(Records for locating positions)
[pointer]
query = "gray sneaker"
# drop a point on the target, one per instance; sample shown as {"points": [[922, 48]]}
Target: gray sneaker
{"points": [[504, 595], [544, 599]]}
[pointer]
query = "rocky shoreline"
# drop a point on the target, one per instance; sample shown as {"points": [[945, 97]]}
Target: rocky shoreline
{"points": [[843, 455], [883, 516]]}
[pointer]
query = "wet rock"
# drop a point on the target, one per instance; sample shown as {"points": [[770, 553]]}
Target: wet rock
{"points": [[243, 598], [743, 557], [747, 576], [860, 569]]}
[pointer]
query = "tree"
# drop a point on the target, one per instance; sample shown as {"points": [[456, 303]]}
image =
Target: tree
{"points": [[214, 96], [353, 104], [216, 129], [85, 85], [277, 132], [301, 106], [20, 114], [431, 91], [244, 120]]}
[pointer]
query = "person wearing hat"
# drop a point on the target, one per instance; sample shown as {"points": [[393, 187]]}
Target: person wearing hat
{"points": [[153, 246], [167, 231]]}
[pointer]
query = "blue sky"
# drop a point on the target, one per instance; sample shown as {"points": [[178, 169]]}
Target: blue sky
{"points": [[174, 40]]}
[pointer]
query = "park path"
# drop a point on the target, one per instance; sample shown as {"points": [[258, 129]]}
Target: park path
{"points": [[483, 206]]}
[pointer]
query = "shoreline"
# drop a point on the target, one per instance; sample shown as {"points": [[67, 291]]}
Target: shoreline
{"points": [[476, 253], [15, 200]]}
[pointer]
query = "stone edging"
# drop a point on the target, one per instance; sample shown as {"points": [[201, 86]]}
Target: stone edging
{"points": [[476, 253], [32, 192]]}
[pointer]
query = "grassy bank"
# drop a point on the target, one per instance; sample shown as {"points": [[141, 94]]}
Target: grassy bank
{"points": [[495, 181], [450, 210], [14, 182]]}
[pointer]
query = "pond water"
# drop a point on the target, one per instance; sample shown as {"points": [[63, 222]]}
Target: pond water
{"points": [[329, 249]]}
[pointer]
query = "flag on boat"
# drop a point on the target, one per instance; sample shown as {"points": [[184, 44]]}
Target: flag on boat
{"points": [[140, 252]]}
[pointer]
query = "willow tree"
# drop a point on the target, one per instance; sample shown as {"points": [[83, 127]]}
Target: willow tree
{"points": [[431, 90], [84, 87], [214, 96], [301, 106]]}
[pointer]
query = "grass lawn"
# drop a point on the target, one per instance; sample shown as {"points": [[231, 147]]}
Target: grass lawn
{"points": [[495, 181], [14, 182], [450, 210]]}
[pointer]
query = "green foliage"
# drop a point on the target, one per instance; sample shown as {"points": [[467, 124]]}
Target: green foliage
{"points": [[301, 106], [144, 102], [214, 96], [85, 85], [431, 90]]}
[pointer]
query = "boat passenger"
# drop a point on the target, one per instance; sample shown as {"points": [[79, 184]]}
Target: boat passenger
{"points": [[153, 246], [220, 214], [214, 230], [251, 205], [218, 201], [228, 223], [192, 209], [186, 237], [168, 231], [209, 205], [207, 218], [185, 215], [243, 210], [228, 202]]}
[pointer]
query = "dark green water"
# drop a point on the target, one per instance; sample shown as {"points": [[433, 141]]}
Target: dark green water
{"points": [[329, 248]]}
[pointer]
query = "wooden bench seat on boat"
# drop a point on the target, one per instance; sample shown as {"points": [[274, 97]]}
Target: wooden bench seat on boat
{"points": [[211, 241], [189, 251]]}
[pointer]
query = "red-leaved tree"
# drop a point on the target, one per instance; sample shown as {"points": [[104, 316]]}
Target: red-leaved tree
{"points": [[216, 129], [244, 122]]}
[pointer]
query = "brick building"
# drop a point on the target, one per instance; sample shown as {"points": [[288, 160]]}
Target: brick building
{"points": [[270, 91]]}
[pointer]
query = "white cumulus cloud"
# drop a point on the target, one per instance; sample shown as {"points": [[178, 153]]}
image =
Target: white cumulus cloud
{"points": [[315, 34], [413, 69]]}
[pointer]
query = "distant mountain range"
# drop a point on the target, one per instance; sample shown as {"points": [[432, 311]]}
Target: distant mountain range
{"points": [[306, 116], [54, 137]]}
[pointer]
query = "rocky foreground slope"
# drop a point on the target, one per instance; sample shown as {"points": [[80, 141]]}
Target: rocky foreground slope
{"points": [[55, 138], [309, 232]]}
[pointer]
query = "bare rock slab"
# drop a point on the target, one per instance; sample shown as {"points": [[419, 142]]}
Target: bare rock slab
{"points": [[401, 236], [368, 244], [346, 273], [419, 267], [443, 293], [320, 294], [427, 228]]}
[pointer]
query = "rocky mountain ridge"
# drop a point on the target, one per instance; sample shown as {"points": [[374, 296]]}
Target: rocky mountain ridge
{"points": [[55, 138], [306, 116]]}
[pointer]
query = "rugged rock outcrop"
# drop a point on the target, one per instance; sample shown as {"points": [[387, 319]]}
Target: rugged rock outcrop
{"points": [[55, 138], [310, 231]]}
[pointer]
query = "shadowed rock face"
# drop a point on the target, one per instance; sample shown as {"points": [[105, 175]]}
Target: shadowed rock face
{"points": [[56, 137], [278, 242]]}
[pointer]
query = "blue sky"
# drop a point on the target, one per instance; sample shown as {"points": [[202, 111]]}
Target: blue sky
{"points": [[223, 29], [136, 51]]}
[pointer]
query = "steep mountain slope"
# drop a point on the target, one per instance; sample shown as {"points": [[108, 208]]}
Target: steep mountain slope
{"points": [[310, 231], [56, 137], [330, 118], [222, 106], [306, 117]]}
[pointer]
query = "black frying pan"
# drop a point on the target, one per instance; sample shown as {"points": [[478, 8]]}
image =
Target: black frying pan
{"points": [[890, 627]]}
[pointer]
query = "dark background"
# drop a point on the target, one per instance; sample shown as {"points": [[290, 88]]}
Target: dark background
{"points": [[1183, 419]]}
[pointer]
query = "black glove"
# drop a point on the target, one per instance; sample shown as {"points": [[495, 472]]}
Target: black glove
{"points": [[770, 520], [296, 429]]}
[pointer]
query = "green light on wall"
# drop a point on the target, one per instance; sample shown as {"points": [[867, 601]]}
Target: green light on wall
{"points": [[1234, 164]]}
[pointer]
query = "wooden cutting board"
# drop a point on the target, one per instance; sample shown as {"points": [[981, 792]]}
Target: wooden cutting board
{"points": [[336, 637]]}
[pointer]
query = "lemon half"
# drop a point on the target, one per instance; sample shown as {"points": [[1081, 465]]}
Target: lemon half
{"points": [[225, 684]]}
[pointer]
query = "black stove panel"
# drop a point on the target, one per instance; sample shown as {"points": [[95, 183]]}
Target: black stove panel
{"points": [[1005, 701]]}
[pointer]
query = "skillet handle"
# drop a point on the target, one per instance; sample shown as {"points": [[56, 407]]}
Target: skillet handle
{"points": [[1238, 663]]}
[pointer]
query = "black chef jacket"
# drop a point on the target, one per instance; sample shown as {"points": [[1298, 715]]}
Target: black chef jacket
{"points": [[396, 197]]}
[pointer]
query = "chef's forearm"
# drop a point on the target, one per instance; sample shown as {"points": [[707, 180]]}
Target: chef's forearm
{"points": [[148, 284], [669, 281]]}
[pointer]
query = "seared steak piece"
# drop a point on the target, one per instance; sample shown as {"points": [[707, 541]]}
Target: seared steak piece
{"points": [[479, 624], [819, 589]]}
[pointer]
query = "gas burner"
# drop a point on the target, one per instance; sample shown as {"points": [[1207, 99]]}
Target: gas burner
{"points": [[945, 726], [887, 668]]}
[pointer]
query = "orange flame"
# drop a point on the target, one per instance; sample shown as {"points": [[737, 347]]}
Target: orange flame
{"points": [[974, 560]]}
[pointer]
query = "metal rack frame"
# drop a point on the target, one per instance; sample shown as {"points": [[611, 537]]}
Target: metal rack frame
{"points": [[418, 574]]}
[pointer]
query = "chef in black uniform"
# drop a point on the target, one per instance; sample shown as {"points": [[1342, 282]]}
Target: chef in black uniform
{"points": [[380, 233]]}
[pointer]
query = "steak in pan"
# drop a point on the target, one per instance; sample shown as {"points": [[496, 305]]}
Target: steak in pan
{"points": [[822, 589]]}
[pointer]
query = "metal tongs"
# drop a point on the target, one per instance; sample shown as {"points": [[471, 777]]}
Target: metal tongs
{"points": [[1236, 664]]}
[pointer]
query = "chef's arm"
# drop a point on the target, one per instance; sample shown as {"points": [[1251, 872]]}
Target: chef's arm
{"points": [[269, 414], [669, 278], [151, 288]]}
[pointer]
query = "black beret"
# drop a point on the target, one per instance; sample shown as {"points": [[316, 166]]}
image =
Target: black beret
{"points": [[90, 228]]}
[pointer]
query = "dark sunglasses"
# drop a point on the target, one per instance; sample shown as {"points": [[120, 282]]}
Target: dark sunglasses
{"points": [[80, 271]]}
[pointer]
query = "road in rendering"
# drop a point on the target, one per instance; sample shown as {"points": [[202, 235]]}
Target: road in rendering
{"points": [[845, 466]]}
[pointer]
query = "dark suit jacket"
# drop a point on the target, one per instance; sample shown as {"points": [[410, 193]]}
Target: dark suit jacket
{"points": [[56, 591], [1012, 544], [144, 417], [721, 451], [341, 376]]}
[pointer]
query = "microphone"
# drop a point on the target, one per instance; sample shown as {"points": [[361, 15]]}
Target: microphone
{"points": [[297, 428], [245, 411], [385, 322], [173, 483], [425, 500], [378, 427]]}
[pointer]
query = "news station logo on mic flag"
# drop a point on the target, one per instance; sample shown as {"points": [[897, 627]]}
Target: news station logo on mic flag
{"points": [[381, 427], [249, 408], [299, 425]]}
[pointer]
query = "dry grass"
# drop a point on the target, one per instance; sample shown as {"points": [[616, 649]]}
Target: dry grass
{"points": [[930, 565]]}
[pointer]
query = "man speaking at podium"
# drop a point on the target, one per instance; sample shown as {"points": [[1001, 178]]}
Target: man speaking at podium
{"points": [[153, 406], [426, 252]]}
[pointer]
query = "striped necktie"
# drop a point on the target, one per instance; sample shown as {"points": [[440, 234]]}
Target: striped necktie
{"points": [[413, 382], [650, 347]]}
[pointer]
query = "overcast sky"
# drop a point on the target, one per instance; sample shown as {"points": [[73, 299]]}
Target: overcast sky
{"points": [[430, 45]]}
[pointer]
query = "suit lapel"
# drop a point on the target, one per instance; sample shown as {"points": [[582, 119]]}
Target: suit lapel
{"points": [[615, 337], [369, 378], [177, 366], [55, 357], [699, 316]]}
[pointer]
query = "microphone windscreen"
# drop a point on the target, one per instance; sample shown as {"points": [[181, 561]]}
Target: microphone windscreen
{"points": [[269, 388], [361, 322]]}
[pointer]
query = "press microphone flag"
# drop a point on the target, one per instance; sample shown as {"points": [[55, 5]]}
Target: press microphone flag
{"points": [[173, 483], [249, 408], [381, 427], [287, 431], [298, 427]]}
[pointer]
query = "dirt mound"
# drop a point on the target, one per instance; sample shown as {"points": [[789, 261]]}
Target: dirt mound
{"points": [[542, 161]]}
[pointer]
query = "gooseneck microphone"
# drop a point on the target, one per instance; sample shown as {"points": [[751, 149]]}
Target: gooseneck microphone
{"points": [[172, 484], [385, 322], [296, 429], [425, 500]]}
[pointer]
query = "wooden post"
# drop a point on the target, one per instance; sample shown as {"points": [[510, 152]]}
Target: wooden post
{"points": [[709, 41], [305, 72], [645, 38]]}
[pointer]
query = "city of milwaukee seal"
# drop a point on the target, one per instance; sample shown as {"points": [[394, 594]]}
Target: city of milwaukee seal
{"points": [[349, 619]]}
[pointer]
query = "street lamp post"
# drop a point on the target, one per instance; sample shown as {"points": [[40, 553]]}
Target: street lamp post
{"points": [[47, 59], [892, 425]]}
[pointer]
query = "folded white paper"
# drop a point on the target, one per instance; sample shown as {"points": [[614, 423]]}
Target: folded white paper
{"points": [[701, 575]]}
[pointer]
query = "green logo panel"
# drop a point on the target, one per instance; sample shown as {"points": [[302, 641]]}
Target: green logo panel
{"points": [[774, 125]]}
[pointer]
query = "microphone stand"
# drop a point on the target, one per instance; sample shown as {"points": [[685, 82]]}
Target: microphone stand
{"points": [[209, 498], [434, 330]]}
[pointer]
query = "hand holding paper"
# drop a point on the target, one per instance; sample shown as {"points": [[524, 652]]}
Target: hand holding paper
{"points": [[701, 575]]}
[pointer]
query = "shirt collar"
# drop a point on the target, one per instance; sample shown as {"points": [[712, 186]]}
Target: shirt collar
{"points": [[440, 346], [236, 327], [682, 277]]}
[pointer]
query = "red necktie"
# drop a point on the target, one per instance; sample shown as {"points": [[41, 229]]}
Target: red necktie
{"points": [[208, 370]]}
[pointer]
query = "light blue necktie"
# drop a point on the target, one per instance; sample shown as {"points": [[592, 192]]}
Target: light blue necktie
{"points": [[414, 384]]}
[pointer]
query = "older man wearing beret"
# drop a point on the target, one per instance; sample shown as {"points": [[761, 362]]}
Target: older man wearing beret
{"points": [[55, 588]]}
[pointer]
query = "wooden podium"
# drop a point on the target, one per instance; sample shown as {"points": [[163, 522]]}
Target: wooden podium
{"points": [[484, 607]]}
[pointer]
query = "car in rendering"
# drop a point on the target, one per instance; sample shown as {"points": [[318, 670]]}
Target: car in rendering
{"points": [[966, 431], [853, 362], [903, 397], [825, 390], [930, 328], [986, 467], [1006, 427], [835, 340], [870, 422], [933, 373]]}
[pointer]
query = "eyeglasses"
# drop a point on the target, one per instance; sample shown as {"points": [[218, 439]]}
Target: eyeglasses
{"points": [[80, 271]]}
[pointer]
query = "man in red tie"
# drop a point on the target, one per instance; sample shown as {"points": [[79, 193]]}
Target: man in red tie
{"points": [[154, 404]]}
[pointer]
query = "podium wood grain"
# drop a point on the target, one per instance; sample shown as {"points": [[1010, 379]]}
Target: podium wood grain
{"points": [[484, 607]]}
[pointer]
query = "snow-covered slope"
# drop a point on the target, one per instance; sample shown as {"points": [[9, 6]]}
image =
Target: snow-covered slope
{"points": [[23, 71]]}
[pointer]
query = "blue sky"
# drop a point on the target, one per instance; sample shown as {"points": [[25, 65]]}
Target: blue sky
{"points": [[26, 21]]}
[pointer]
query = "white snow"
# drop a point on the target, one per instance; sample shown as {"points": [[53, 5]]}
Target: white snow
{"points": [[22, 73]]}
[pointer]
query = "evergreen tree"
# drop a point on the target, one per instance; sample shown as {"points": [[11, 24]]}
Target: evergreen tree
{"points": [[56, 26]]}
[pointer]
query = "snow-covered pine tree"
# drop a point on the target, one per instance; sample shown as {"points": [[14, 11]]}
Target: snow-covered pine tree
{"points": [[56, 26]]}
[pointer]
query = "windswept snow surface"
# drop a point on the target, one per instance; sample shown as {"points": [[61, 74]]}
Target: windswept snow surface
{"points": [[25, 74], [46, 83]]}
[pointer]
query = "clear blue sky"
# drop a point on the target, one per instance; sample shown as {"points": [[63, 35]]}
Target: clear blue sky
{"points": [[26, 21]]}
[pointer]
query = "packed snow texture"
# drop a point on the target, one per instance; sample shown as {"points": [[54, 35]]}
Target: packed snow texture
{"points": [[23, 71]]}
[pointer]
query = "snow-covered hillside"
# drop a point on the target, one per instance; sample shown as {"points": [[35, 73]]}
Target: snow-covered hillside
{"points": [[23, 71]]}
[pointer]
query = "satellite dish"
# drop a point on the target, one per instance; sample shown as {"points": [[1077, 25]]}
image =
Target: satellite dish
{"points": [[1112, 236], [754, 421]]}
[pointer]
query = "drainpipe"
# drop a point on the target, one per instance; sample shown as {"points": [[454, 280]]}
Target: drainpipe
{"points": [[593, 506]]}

→ Written instruction
Extract every line of the records above that contains the string "person", matching case exactly.

→ Solved problem
query = "person wearing hat"
Target: person wearing hat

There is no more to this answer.